Requirement: Would you please reproduce all the entries word for word, minus the pictures?

Material provided:
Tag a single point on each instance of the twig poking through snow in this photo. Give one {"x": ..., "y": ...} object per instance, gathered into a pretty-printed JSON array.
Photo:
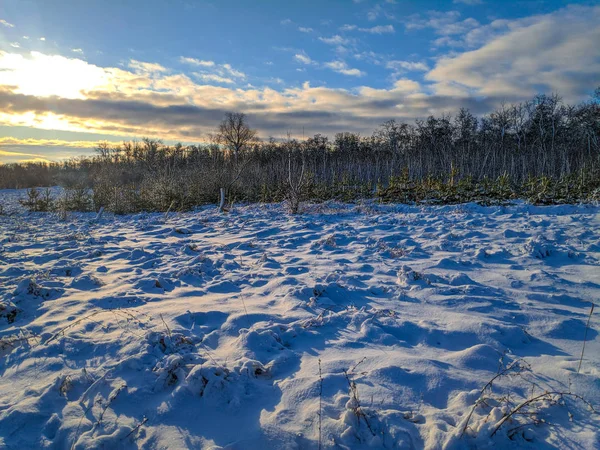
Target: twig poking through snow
[
  {"x": 320, "y": 403},
  {"x": 585, "y": 337}
]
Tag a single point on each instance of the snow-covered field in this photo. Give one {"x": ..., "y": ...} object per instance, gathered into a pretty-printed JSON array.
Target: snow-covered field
[{"x": 349, "y": 326}]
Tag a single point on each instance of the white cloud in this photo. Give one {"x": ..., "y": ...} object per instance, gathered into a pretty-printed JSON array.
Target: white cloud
[
  {"x": 212, "y": 77},
  {"x": 443, "y": 23},
  {"x": 379, "y": 29},
  {"x": 233, "y": 72},
  {"x": 145, "y": 67},
  {"x": 196, "y": 62},
  {"x": 407, "y": 66},
  {"x": 335, "y": 40},
  {"x": 342, "y": 67},
  {"x": 303, "y": 58},
  {"x": 553, "y": 52},
  {"x": 220, "y": 73},
  {"x": 518, "y": 58}
]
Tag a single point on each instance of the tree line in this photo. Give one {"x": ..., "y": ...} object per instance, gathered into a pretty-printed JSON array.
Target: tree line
[{"x": 543, "y": 149}]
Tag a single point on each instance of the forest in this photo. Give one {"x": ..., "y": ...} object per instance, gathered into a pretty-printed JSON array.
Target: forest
[{"x": 543, "y": 150}]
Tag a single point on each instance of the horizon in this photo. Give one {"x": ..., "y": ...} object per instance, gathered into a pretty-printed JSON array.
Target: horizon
[{"x": 72, "y": 75}]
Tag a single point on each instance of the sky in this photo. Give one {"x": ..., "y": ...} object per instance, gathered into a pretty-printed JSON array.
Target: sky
[{"x": 73, "y": 73}]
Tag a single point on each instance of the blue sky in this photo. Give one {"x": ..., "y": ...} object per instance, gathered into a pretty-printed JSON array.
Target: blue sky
[{"x": 74, "y": 72}]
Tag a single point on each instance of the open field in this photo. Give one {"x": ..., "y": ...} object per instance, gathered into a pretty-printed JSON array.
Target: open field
[{"x": 348, "y": 326}]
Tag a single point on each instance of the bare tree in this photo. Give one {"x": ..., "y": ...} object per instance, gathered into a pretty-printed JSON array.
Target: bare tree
[{"x": 235, "y": 134}]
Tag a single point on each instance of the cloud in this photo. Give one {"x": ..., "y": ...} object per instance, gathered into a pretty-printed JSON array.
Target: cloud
[
  {"x": 407, "y": 66},
  {"x": 303, "y": 58},
  {"x": 517, "y": 58},
  {"x": 335, "y": 40},
  {"x": 233, "y": 72},
  {"x": 196, "y": 62},
  {"x": 379, "y": 29},
  {"x": 213, "y": 77},
  {"x": 31, "y": 142},
  {"x": 219, "y": 73},
  {"x": 443, "y": 23},
  {"x": 342, "y": 67},
  {"x": 553, "y": 52},
  {"x": 468, "y": 2},
  {"x": 145, "y": 67}
]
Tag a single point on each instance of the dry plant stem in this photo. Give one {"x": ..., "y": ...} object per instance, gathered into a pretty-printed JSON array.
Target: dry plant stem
[
  {"x": 529, "y": 401},
  {"x": 166, "y": 326},
  {"x": 585, "y": 337},
  {"x": 501, "y": 373},
  {"x": 136, "y": 428},
  {"x": 320, "y": 404},
  {"x": 357, "y": 406}
]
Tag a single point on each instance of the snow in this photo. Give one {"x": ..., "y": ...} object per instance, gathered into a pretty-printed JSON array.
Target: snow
[{"x": 371, "y": 326}]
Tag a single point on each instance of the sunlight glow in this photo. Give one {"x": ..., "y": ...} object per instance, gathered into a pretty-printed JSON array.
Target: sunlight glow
[{"x": 49, "y": 75}]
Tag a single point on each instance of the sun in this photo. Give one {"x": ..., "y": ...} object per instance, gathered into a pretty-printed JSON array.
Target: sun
[{"x": 42, "y": 75}]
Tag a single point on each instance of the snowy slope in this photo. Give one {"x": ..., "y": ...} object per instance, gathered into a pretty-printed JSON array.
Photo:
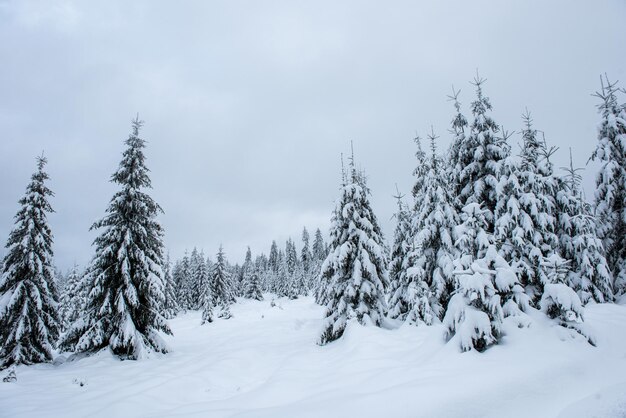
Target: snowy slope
[{"x": 264, "y": 363}]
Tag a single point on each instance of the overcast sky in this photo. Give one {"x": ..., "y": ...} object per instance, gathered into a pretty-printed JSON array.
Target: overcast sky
[{"x": 248, "y": 105}]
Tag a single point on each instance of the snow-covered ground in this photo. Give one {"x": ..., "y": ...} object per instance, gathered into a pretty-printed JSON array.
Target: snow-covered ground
[{"x": 264, "y": 363}]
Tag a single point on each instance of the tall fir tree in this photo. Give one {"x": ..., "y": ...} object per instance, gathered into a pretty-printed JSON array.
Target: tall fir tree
[
  {"x": 222, "y": 295},
  {"x": 481, "y": 157},
  {"x": 525, "y": 227},
  {"x": 170, "y": 303},
  {"x": 306, "y": 262},
  {"x": 247, "y": 271},
  {"x": 199, "y": 279},
  {"x": 253, "y": 287},
  {"x": 487, "y": 288},
  {"x": 402, "y": 244},
  {"x": 183, "y": 279},
  {"x": 125, "y": 278},
  {"x": 458, "y": 157},
  {"x": 610, "y": 196},
  {"x": 29, "y": 322},
  {"x": 356, "y": 267},
  {"x": 589, "y": 274},
  {"x": 73, "y": 298}
]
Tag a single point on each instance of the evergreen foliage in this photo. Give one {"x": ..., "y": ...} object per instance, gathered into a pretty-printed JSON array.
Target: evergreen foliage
[
  {"x": 29, "y": 321},
  {"x": 125, "y": 279}
]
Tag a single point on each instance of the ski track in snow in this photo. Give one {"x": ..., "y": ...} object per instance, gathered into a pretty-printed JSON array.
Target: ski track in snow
[{"x": 264, "y": 362}]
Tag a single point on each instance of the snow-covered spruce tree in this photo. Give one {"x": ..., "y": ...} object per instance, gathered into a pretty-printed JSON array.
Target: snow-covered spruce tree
[
  {"x": 246, "y": 272},
  {"x": 433, "y": 224},
  {"x": 306, "y": 261},
  {"x": 29, "y": 322},
  {"x": 610, "y": 198},
  {"x": 72, "y": 299},
  {"x": 273, "y": 258},
  {"x": 182, "y": 279},
  {"x": 487, "y": 288},
  {"x": 291, "y": 257},
  {"x": 458, "y": 156},
  {"x": 319, "y": 248},
  {"x": 402, "y": 244},
  {"x": 170, "y": 304},
  {"x": 283, "y": 281},
  {"x": 405, "y": 296},
  {"x": 481, "y": 157},
  {"x": 199, "y": 279},
  {"x": 124, "y": 280},
  {"x": 207, "y": 308},
  {"x": 559, "y": 301},
  {"x": 589, "y": 274},
  {"x": 221, "y": 287},
  {"x": 253, "y": 287},
  {"x": 525, "y": 227},
  {"x": 356, "y": 267}
]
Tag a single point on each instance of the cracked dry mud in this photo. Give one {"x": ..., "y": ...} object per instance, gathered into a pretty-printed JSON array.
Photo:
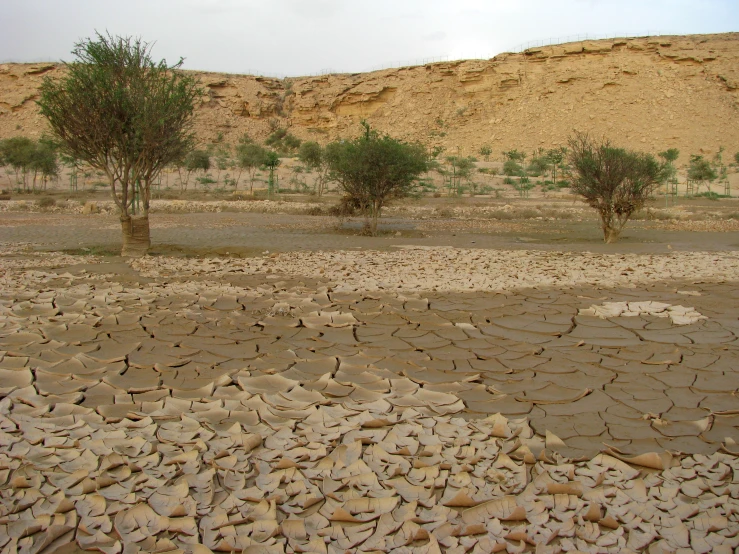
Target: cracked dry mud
[{"x": 325, "y": 402}]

Written answer:
Tag a single point on each instance of the twig poking through snow in this photo. Give one {"x": ..., "y": ...} object per instance, gathered into a pretty-printed JSON array.
Photo:
Target: twig poking through snow
[
  {"x": 320, "y": 403},
  {"x": 585, "y": 337}
]
Tag a single point on each instance of the snow-covered field in this photo. Give one {"x": ..., "y": ...} object per instance, gathered into a pretty-printed JSON array.
Target: snow-covered field
[{"x": 349, "y": 326}]
Tag a single point on each instance of the white cloud in this photo. Give one {"x": ..., "y": ...} object per instance, gathered into a pretty-printed JSON array.
Target: white cloud
[
  {"x": 212, "y": 77},
  {"x": 443, "y": 23},
  {"x": 379, "y": 29},
  {"x": 233, "y": 72},
  {"x": 145, "y": 67},
  {"x": 196, "y": 62},
  {"x": 407, "y": 66},
  {"x": 335, "y": 40},
  {"x": 342, "y": 67},
  {"x": 303, "y": 58},
  {"x": 553, "y": 52},
  {"x": 220, "y": 73},
  {"x": 518, "y": 58}
]
Tag a single point on each instance of the tree line in this photo. Give one {"x": ..., "y": ...} object per instance, gathered into a pretty-printed JSON array.
Target: tree line
[{"x": 543, "y": 149}]
Tag a single point on each instance of the forest in this photo. Give one {"x": ..., "y": ...} object per instance, gathered into a pretty-printed JSON array.
Target: forest
[{"x": 543, "y": 150}]
Tag a single point on each instance of the horizon in this photo. Give one {"x": ..., "y": ...} object per instance, gathered into a pretty-printed JSON array.
Target: horizon
[{"x": 72, "y": 75}]
Tag a single point on each instance of the sky in this photo. Give one {"x": ..., "y": ...} object per instance, gathered into a pretty-printed JSON array.
Target: sky
[{"x": 73, "y": 73}]
Tag a single point on each instance of the blue sky in this photo. Give one {"x": ..., "y": ...} object per instance, gathered into a pretty-printed JSON array.
Target: blue sky
[{"x": 74, "y": 72}]
Tag a single point on each instance of the open field in this photo. Give one {"x": ..., "y": ...} object per instance, gathered into a pretty-printed JSON array.
Target: open field
[{"x": 348, "y": 326}]
Tag a single point on each instance of the bare tree in this photo. Give one {"x": ..., "y": ...} object per instance, gathered into a pretty-printed JSON array.
Target: bare tree
[{"x": 235, "y": 134}]
Tag a single point on each instance of the cloud in this photo. Give one {"x": ..., "y": ...} object per instance, gathered into a pretty-printed JSON array.
Target: cloud
[
  {"x": 407, "y": 66},
  {"x": 303, "y": 58},
  {"x": 517, "y": 58},
  {"x": 335, "y": 40},
  {"x": 233, "y": 72},
  {"x": 196, "y": 62},
  {"x": 379, "y": 29},
  {"x": 213, "y": 77},
  {"x": 31, "y": 142},
  {"x": 219, "y": 73},
  {"x": 443, "y": 23},
  {"x": 342, "y": 67},
  {"x": 553, "y": 52},
  {"x": 468, "y": 2},
  {"x": 145, "y": 67}
]
Tag a single point on each instance of the dry plant stem in this photo. Give one {"x": ..., "y": ...} object per instance, gathered into a pretty-printed JSON array.
Target: dry plant stem
[
  {"x": 529, "y": 401},
  {"x": 166, "y": 326},
  {"x": 585, "y": 337},
  {"x": 501, "y": 373},
  {"x": 136, "y": 428},
  {"x": 320, "y": 404},
  {"x": 357, "y": 406}
]
Tag a single point on each instance of the snow in this photo. Give one {"x": ..., "y": ...} object per instance, gathered into a pretty-printed JSON array.
Target: snow
[{"x": 371, "y": 326}]
Tag a single point on each instance of the sunlight glow in this photo. Give one {"x": ..., "y": ...} object per instance, gathered into a pretty-printed JSON array.
Target: sunlight glow
[{"x": 49, "y": 75}]
Tag a single point on each instance of the sun in this photo. Give one {"x": ..., "y": ...} object per instance, gathered into a pretty-printed JSON array.
Target: sun
[{"x": 42, "y": 75}]
Tag a single point on each instance of the snowy slope in this photo. Give one {"x": ..., "y": ...} object per instance, gathered into a pretty-printed JSON array.
Photo:
Target: snowy slope
[{"x": 264, "y": 363}]
Tag a single point on each instance of the overcast sky in this photo. Give one {"x": ..., "y": ...} object per instance, gathered into a pretty-printed JSON array.
Target: overcast sky
[{"x": 248, "y": 105}]
Tag a single point on each instance of the snow-covered ground in this photo. Give one {"x": ..., "y": ...} object per instance, gathered into a pretty-printed JSON array.
Target: snow-covered ground
[{"x": 264, "y": 363}]
Tag a single point on each instance of the tall fir tree in this photo. Give one {"x": ..., "y": ...} object per instance, gathered into a pretty-printed JSON array.
Target: tall fir tree
[
  {"x": 222, "y": 295},
  {"x": 481, "y": 157},
  {"x": 525, "y": 227},
  {"x": 170, "y": 303},
  {"x": 306, "y": 262},
  {"x": 247, "y": 271},
  {"x": 199, "y": 279},
  {"x": 253, "y": 287},
  {"x": 487, "y": 288},
  {"x": 402, "y": 244},
  {"x": 183, "y": 279},
  {"x": 125, "y": 278},
  {"x": 458, "y": 157},
  {"x": 610, "y": 196},
  {"x": 29, "y": 322},
  {"x": 356, "y": 267},
  {"x": 589, "y": 274},
  {"x": 73, "y": 298}
]
Tag a single point on each instance of the evergreen foliage in this photo. Give one {"x": ..., "y": ...} object per instance, gathered into a pretty-printed JSON array.
Target: evergreen foliage
[
  {"x": 29, "y": 321},
  {"x": 125, "y": 279}
]
Tag a single point on each instance of the ski track in snow in this photo. Give one {"x": ..., "y": ...} object per instance, gathered into a pretty-printed JSON array.
Target: ski track in snow
[{"x": 264, "y": 362}]
Tag a single point on each instance of the snow-covered spruce tree in this photo. Give one {"x": ..., "y": ...} object per instance, gathered into a pretty-printed JSON array.
Target: snow-covered spruce tree
[
  {"x": 246, "y": 272},
  {"x": 433, "y": 224},
  {"x": 306, "y": 261},
  {"x": 29, "y": 322},
  {"x": 610, "y": 198},
  {"x": 72, "y": 299},
  {"x": 273, "y": 258},
  {"x": 182, "y": 279},
  {"x": 487, "y": 288},
  {"x": 291, "y": 257},
  {"x": 458, "y": 156},
  {"x": 319, "y": 248},
  {"x": 402, "y": 244},
  {"x": 170, "y": 304},
  {"x": 283, "y": 281},
  {"x": 405, "y": 296},
  {"x": 481, "y": 157},
  {"x": 199, "y": 279},
  {"x": 124, "y": 280},
  {"x": 207, "y": 308},
  {"x": 559, "y": 301},
  {"x": 589, "y": 274},
  {"x": 221, "y": 287},
  {"x": 253, "y": 287},
  {"x": 525, "y": 227},
  {"x": 356, "y": 267}
]
Tag a single point on each instance of the cracked dry mud in this photo. Give one {"x": ..., "y": ...} object per instance, gathered into a pretty-printed JSON array.
Photo:
Target: cracked dry mud
[{"x": 325, "y": 402}]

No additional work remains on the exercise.